>>>
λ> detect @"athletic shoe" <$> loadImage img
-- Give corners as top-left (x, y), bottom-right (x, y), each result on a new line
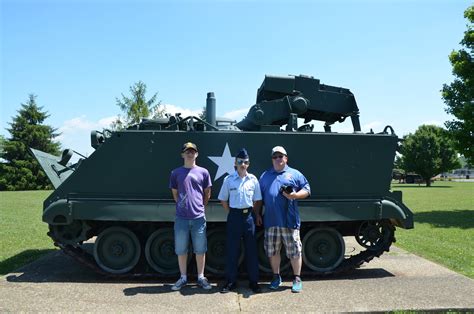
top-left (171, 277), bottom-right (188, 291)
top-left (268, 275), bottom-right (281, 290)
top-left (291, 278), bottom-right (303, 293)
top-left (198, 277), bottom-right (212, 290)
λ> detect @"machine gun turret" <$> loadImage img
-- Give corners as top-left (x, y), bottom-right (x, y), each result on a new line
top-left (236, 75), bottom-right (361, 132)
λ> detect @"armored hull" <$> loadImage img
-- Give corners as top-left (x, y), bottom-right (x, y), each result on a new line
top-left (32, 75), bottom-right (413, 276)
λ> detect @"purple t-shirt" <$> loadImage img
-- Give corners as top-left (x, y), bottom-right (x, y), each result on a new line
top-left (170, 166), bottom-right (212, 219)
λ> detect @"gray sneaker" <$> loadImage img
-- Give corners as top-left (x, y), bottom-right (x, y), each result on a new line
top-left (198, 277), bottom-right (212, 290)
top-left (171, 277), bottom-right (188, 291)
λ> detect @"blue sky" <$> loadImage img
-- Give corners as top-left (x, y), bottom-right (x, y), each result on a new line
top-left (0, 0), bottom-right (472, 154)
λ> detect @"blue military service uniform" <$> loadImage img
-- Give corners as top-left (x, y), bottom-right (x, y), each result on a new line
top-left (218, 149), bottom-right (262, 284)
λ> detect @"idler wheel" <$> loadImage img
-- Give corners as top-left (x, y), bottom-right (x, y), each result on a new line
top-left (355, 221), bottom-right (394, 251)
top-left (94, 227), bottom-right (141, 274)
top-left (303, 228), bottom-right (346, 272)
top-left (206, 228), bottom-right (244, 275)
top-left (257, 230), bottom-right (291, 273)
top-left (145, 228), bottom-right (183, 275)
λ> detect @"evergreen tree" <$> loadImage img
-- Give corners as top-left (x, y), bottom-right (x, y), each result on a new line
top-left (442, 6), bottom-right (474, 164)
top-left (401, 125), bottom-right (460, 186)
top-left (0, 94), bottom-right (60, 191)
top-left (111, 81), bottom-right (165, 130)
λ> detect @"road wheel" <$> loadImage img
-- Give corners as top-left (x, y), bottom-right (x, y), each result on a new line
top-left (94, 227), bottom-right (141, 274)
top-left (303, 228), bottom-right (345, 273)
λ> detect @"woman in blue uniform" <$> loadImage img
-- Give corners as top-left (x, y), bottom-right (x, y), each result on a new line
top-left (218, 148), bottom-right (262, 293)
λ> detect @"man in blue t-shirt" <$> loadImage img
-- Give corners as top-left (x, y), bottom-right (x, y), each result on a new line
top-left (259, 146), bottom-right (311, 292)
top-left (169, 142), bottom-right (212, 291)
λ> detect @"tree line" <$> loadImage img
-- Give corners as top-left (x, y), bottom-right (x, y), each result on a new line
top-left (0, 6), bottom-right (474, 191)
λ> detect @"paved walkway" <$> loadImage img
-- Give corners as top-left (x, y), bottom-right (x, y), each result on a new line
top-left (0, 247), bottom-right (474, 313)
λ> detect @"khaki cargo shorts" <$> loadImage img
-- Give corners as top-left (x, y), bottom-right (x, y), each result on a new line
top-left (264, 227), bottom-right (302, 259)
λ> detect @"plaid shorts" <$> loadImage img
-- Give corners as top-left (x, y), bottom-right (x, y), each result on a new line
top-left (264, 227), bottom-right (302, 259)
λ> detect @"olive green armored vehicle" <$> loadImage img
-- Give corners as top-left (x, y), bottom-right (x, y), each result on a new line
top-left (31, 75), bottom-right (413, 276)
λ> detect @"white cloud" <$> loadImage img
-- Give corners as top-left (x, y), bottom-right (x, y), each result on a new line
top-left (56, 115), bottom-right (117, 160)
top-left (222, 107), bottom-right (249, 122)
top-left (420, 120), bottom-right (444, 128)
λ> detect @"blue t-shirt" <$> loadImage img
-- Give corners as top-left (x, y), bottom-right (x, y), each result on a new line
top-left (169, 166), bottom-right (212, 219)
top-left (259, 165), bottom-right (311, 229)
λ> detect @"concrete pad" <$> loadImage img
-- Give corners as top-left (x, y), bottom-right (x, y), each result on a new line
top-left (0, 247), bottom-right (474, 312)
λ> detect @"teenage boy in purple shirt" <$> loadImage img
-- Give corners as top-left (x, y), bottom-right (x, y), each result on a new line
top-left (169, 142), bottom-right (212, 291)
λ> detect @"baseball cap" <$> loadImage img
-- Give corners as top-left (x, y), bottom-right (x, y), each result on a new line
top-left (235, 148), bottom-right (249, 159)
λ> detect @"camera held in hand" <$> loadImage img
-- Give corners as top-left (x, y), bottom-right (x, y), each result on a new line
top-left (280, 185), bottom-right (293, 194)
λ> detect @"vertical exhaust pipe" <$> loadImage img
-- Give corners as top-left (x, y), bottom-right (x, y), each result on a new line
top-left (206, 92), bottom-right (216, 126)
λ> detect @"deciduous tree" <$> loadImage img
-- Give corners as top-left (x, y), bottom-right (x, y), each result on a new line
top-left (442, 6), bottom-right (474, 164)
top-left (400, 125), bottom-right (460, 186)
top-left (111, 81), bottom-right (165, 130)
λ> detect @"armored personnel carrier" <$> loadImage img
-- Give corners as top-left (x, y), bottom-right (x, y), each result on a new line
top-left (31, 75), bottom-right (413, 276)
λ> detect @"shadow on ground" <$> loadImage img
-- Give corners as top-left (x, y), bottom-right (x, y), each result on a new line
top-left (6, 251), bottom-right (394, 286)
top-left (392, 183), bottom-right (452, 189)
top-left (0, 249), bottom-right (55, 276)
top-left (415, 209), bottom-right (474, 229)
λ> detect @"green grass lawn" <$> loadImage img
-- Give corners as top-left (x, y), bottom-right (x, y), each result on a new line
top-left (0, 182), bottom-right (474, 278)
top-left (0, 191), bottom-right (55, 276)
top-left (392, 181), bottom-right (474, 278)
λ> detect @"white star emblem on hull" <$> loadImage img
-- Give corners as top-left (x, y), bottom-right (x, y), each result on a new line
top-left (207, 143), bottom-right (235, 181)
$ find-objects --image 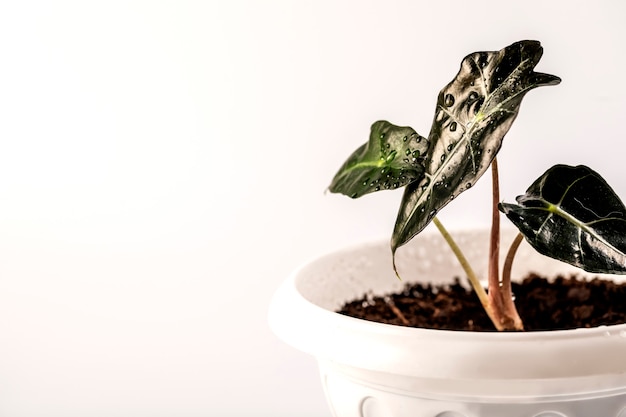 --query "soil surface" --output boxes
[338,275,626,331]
<<<
>>>
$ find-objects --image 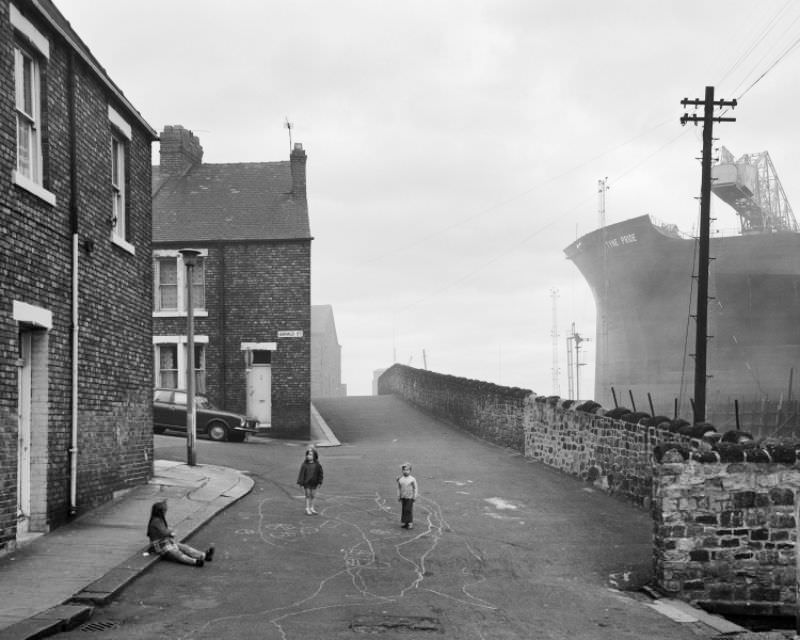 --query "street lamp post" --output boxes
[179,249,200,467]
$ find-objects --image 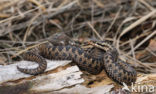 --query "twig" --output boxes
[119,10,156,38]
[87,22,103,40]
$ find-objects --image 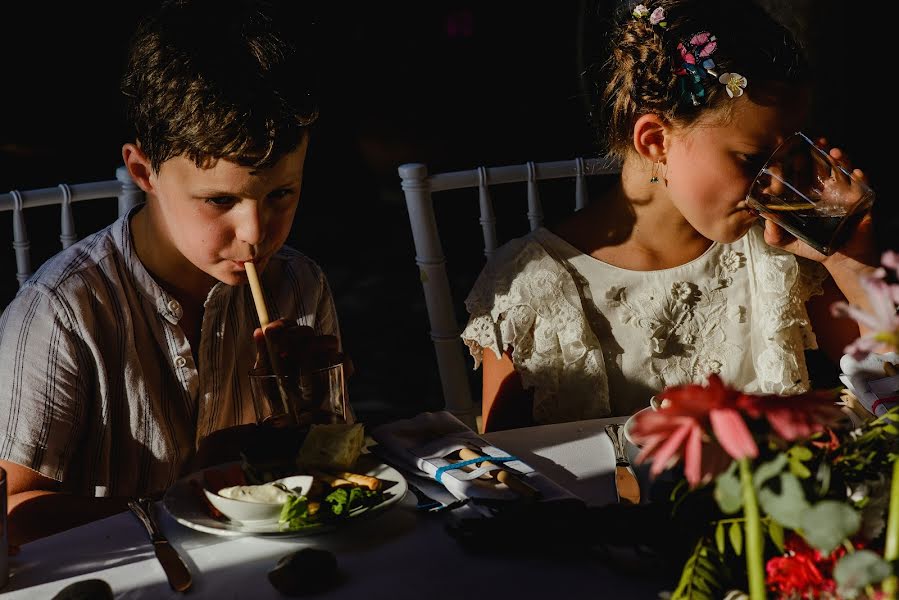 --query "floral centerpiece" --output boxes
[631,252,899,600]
<<<
>>>
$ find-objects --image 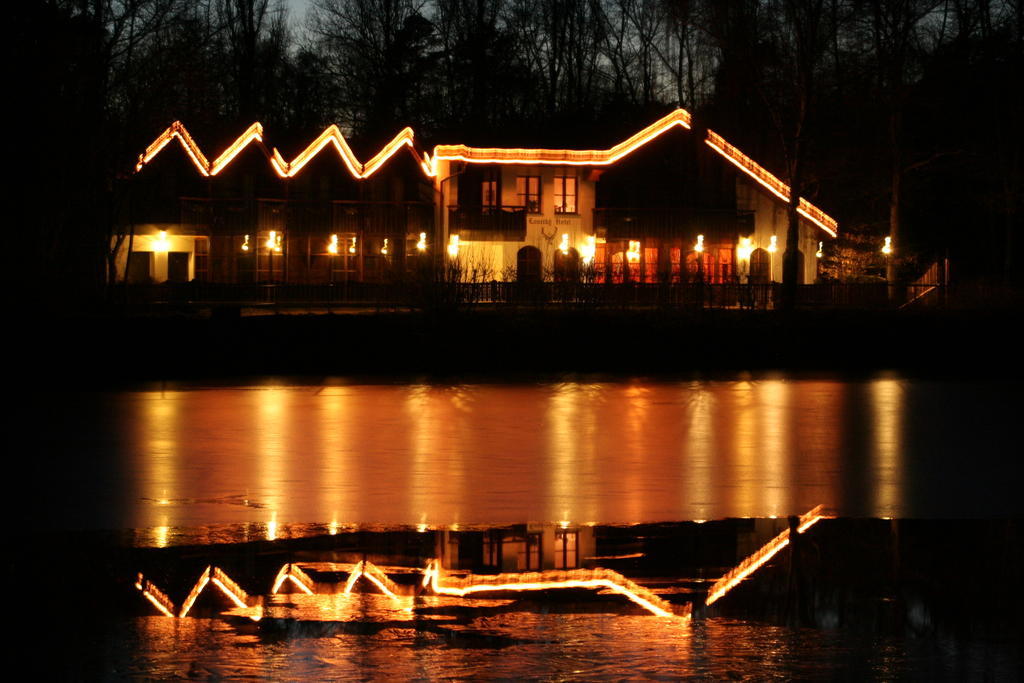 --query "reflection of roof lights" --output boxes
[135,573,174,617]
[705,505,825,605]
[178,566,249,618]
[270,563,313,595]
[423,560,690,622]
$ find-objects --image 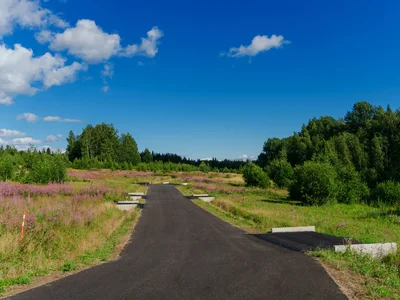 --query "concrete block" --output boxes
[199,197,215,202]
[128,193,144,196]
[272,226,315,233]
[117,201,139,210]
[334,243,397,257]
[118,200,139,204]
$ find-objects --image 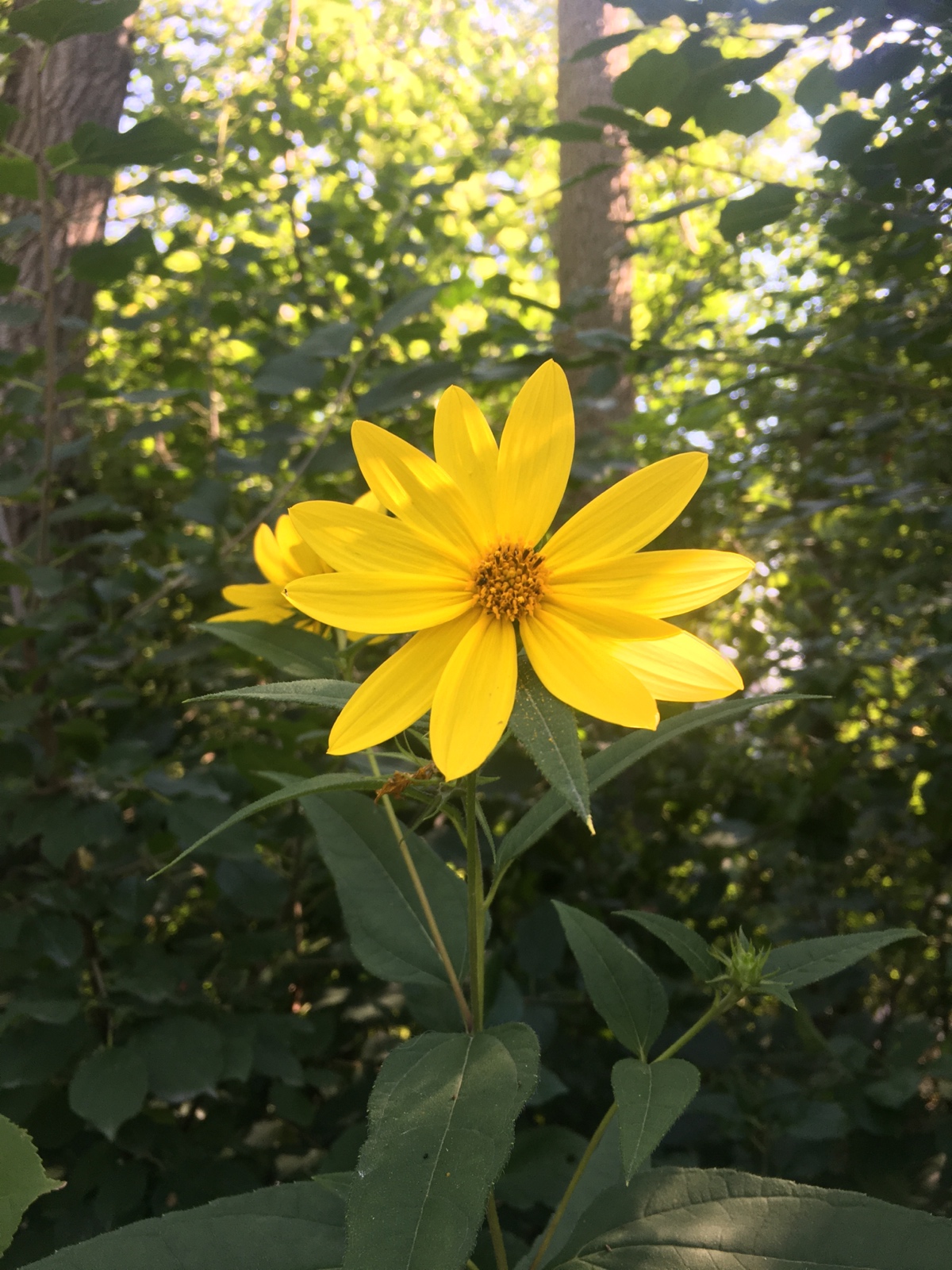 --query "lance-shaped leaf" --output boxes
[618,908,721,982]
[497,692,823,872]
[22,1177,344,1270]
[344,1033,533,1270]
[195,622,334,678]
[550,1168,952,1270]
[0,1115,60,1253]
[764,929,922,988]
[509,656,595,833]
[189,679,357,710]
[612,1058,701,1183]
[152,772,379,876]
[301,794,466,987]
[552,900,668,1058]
<<<
TASK PROMPT - Count the lines in the items above that contain the string "shirt", matching case exactly. Reply with the number only.

RESPONSE TO THE EXERCISE - 4